++++ EXERCISE INPUTS

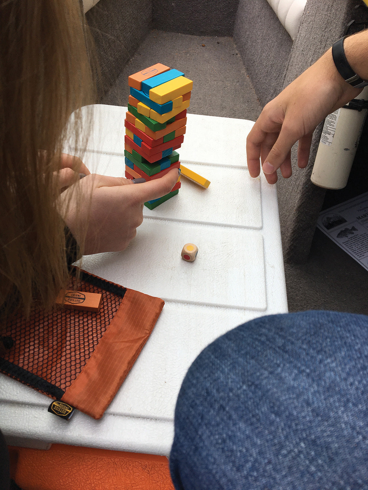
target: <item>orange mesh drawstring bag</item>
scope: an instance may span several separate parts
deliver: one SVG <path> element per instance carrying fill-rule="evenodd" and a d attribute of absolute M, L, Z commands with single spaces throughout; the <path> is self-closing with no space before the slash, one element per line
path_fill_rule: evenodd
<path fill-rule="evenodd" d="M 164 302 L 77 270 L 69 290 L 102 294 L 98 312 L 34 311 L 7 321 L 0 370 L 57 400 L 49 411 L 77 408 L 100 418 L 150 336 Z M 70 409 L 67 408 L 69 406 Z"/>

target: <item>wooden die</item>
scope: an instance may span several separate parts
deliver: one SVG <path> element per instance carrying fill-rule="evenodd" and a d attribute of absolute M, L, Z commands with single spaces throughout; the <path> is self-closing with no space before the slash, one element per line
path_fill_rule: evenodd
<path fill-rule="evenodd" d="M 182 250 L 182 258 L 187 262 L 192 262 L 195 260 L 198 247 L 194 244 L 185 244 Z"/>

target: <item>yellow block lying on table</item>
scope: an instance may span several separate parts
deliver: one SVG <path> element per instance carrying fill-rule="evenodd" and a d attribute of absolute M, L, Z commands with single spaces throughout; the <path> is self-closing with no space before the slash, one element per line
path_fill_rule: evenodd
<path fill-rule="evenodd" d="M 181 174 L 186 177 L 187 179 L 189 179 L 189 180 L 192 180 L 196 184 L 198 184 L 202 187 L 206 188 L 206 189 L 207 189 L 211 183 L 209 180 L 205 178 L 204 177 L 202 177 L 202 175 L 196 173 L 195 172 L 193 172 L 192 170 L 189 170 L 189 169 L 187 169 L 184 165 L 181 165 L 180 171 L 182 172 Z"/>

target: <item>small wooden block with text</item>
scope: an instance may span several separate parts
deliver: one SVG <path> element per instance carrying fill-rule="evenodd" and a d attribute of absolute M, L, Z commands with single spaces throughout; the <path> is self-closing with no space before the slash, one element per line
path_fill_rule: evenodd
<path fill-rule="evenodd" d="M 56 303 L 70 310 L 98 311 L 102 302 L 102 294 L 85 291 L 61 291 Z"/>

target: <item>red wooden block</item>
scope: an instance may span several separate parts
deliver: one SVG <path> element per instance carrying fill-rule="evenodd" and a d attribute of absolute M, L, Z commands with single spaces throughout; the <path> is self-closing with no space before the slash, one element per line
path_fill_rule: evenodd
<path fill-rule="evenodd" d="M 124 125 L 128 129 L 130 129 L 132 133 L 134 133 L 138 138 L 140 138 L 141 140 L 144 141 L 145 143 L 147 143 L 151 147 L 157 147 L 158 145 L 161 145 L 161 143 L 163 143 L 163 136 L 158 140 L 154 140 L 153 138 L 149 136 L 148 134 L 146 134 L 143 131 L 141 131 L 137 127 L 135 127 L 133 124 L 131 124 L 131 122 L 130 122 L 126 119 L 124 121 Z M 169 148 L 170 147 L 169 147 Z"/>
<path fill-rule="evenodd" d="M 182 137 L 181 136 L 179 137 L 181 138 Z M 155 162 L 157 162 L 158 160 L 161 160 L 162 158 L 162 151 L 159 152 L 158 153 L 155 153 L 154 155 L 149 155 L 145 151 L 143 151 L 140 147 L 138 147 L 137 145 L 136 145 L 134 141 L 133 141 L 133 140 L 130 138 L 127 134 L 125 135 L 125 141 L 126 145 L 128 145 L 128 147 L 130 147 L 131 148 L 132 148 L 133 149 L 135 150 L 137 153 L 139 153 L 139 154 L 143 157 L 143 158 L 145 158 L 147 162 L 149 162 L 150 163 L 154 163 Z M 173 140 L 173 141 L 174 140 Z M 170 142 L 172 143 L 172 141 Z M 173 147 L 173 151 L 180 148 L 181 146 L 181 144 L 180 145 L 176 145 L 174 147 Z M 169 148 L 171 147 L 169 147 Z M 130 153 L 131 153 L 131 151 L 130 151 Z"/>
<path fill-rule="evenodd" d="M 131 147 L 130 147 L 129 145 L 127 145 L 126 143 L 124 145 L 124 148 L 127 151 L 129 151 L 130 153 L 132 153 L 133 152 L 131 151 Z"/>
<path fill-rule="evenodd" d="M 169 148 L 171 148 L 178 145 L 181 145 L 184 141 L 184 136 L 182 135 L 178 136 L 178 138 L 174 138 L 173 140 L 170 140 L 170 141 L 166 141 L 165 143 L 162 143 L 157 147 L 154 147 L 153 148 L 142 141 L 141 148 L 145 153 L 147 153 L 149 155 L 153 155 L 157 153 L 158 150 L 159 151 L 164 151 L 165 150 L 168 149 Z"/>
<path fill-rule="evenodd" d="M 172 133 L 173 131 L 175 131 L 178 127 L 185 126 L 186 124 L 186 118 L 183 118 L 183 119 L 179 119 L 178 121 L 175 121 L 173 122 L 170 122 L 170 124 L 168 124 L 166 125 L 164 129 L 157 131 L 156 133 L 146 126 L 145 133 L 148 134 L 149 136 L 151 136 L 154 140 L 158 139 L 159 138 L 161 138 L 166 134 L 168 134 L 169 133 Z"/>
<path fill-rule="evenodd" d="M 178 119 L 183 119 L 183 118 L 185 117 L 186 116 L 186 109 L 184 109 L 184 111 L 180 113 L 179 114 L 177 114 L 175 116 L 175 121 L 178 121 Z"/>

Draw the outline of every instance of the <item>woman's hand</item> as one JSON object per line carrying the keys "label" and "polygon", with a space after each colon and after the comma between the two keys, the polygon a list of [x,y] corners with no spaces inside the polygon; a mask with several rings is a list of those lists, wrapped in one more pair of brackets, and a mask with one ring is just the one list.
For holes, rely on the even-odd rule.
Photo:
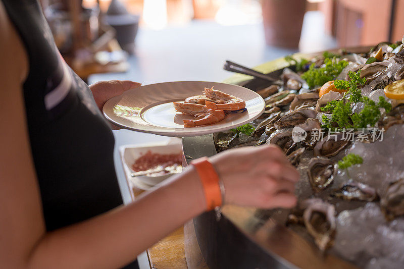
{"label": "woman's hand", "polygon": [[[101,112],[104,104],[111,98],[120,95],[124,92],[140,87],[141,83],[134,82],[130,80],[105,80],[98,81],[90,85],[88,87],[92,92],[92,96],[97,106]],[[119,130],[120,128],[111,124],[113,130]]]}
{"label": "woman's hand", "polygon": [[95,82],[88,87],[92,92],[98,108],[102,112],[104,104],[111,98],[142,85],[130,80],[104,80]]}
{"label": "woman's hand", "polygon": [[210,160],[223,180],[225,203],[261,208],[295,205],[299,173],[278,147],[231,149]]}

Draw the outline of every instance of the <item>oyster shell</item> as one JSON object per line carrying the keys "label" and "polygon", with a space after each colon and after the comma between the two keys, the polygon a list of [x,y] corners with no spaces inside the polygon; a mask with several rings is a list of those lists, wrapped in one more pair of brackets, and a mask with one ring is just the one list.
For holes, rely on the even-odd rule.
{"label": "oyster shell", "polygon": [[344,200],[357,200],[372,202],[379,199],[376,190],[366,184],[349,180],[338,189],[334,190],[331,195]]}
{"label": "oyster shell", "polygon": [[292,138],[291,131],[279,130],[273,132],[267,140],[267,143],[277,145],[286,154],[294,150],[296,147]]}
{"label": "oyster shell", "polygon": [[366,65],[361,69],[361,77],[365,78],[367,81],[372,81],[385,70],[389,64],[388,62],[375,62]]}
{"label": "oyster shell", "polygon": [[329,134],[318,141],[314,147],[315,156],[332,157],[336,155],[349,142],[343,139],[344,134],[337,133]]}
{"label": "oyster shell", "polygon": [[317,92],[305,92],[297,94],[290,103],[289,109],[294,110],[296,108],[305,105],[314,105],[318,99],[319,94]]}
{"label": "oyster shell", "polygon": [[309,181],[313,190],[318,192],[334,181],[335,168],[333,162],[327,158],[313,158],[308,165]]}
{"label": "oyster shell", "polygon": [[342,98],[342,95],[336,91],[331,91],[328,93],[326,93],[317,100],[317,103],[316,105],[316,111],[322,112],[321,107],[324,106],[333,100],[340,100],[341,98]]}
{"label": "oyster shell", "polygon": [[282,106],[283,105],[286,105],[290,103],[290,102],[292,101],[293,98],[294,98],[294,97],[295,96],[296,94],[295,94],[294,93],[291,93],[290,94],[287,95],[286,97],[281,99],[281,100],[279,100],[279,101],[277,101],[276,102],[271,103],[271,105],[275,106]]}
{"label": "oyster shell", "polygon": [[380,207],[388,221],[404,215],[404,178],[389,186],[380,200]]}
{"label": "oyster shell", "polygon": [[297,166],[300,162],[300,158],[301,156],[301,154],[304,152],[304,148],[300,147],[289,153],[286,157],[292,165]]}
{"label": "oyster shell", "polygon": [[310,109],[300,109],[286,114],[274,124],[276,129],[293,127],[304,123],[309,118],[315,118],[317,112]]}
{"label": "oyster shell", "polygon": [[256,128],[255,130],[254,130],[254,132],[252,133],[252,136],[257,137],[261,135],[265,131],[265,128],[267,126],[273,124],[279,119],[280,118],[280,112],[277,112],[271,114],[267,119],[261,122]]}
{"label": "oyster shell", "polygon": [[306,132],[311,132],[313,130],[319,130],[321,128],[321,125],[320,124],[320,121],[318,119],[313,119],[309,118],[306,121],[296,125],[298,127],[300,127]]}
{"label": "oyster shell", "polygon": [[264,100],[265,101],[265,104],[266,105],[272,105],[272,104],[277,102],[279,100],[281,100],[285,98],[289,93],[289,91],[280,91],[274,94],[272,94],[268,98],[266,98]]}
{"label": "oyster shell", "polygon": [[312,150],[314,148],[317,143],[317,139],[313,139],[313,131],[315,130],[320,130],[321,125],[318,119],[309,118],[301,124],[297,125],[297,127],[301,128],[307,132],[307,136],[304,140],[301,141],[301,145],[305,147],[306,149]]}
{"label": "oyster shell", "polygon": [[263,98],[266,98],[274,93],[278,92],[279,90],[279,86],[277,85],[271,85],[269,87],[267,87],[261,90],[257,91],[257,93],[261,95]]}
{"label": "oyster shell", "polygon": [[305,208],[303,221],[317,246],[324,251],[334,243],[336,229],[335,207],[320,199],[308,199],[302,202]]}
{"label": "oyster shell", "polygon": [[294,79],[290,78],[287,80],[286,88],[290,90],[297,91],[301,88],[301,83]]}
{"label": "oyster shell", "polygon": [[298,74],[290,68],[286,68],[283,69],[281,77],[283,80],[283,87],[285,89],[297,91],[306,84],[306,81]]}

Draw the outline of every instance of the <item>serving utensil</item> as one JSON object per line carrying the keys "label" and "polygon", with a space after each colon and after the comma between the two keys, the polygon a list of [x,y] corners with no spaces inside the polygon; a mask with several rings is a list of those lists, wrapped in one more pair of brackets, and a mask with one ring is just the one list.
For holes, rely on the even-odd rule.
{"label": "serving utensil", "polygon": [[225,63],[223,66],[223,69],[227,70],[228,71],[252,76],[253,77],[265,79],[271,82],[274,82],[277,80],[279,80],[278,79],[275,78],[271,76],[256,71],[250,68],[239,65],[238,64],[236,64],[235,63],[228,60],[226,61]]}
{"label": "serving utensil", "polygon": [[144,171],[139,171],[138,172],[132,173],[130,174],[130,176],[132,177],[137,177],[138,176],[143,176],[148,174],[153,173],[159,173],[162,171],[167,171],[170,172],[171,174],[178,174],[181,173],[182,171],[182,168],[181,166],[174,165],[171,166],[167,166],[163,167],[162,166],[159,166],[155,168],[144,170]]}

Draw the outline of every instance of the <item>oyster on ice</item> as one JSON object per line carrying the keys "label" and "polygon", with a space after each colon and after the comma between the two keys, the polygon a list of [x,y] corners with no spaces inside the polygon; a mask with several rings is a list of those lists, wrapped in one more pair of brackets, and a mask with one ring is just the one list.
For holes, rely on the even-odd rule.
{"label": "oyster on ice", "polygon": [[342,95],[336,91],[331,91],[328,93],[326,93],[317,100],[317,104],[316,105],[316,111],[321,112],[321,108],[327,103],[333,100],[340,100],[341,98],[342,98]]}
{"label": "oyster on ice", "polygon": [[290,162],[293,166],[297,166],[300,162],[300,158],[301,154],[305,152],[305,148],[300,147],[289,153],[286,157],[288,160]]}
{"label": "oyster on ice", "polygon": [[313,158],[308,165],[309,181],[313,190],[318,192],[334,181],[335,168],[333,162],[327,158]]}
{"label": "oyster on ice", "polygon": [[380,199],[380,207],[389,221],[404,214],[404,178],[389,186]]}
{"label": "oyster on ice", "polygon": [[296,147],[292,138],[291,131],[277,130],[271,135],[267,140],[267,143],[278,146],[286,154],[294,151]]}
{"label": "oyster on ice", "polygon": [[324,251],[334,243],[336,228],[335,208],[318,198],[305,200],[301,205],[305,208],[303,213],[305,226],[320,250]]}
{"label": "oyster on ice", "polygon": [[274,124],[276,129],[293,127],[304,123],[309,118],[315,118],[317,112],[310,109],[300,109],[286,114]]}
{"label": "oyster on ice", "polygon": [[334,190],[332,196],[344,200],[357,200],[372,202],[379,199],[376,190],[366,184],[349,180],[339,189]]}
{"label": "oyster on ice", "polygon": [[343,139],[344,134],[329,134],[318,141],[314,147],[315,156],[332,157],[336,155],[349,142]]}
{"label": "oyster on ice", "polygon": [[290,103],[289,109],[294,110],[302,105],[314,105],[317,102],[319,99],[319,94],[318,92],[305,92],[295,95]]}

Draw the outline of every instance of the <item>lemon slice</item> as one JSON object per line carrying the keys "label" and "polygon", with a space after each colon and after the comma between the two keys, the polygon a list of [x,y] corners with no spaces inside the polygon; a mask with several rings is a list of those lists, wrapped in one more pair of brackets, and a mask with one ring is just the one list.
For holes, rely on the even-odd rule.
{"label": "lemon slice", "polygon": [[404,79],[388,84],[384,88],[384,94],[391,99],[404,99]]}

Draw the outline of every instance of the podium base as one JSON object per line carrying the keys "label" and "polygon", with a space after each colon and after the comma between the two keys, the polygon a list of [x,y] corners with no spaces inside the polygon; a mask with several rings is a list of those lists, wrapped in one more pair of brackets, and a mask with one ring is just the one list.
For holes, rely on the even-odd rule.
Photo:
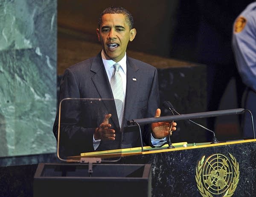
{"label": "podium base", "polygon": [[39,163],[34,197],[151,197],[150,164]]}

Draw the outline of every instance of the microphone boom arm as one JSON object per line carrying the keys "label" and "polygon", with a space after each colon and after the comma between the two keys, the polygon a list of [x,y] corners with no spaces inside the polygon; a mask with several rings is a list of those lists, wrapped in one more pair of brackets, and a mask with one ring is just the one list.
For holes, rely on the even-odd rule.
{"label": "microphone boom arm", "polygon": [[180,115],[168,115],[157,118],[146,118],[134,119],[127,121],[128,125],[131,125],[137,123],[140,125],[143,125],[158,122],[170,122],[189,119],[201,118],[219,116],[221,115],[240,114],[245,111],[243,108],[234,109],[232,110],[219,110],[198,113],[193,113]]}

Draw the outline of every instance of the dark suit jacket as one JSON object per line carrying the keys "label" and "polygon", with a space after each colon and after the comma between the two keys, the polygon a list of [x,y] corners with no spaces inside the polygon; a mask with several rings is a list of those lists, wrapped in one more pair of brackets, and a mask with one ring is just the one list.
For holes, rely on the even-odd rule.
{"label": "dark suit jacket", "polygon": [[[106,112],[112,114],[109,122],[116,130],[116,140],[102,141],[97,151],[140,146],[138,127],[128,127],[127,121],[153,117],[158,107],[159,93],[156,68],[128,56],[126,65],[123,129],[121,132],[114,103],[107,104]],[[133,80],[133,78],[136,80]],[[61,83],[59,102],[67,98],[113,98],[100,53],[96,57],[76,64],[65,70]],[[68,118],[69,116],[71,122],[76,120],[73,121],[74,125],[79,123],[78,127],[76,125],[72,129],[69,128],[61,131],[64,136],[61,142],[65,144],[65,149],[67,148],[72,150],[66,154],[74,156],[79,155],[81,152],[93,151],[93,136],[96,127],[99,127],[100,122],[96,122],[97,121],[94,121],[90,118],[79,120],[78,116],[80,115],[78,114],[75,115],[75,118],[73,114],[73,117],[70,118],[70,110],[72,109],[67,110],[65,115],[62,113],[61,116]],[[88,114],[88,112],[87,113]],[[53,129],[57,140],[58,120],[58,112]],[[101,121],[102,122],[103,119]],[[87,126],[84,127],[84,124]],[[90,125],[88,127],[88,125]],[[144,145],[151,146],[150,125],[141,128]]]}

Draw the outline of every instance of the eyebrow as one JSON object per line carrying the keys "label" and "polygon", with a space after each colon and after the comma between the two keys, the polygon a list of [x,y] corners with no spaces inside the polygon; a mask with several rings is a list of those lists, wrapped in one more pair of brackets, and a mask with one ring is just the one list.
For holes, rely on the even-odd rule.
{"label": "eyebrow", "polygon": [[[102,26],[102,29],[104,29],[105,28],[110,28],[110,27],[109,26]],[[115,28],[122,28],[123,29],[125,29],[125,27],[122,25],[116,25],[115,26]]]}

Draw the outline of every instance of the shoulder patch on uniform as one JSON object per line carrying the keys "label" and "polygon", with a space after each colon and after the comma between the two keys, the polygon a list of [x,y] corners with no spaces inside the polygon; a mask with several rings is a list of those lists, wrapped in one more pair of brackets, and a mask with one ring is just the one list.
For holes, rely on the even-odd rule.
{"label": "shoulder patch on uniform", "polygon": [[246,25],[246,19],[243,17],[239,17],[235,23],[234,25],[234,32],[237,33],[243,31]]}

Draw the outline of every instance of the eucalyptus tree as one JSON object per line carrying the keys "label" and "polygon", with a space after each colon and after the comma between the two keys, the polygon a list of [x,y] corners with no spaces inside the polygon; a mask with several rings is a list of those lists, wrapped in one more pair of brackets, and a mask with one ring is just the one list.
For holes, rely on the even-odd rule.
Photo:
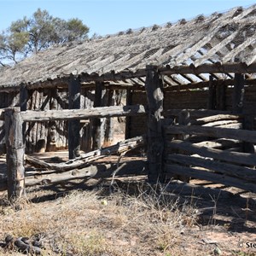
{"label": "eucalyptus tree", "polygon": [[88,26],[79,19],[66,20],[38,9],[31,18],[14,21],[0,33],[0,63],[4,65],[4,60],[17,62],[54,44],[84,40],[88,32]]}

++++++++

WHAT THIS TASK INVOLVES »
Edit the stretch of rows from the line containing "target: <item>red wooden block</item>" through the line containing "131 147 L 130" by replacing "separate" with "distinct", leaving everything else unchanged. Return only those lines.

TASK RESULT »
target: <item>red wooden block</item>
scope: an instance may span several distinct parts
deliver: one SVG <path> element per instance carrying fill-rule="evenodd" and a d attribute of absolute M, L, Z commands with single spaces throughout; the <path> is self-closing with no space before the slash, one element per line
path_fill_rule: evenodd
<path fill-rule="evenodd" d="M 124 125 L 128 129 L 130 129 L 132 133 L 134 133 L 138 138 L 140 138 L 141 140 L 144 141 L 145 143 L 147 143 L 151 147 L 157 147 L 158 145 L 161 145 L 161 143 L 163 143 L 163 136 L 158 140 L 154 140 L 153 138 L 149 136 L 148 134 L 146 134 L 143 131 L 141 131 L 137 127 L 135 127 L 133 124 L 131 124 L 131 122 L 130 122 L 126 119 L 124 121 Z M 169 148 L 170 147 L 169 147 Z"/>
<path fill-rule="evenodd" d="M 182 137 L 181 136 L 179 137 L 181 138 Z M 155 162 L 157 162 L 158 160 L 161 160 L 162 158 L 162 151 L 159 152 L 158 153 L 155 153 L 154 155 L 149 155 L 145 151 L 143 151 L 140 147 L 138 147 L 137 145 L 136 145 L 134 141 L 133 141 L 133 140 L 130 138 L 127 134 L 125 135 L 125 141 L 126 145 L 128 145 L 128 147 L 130 147 L 131 148 L 132 148 L 133 149 L 135 150 L 137 153 L 139 153 L 139 154 L 143 157 L 143 158 L 145 158 L 147 162 L 149 162 L 150 163 L 154 163 Z M 173 140 L 173 141 L 174 140 Z M 170 142 L 172 143 L 172 141 Z M 173 147 L 173 151 L 180 148 L 181 146 L 181 144 L 180 145 L 176 145 L 174 147 Z M 169 148 L 171 147 L 169 147 Z M 130 153 L 131 153 L 131 151 L 130 151 Z"/>
<path fill-rule="evenodd" d="M 131 147 L 130 147 L 129 145 L 127 145 L 126 143 L 124 145 L 124 148 L 127 151 L 129 151 L 130 153 L 132 153 L 133 152 L 131 151 Z"/>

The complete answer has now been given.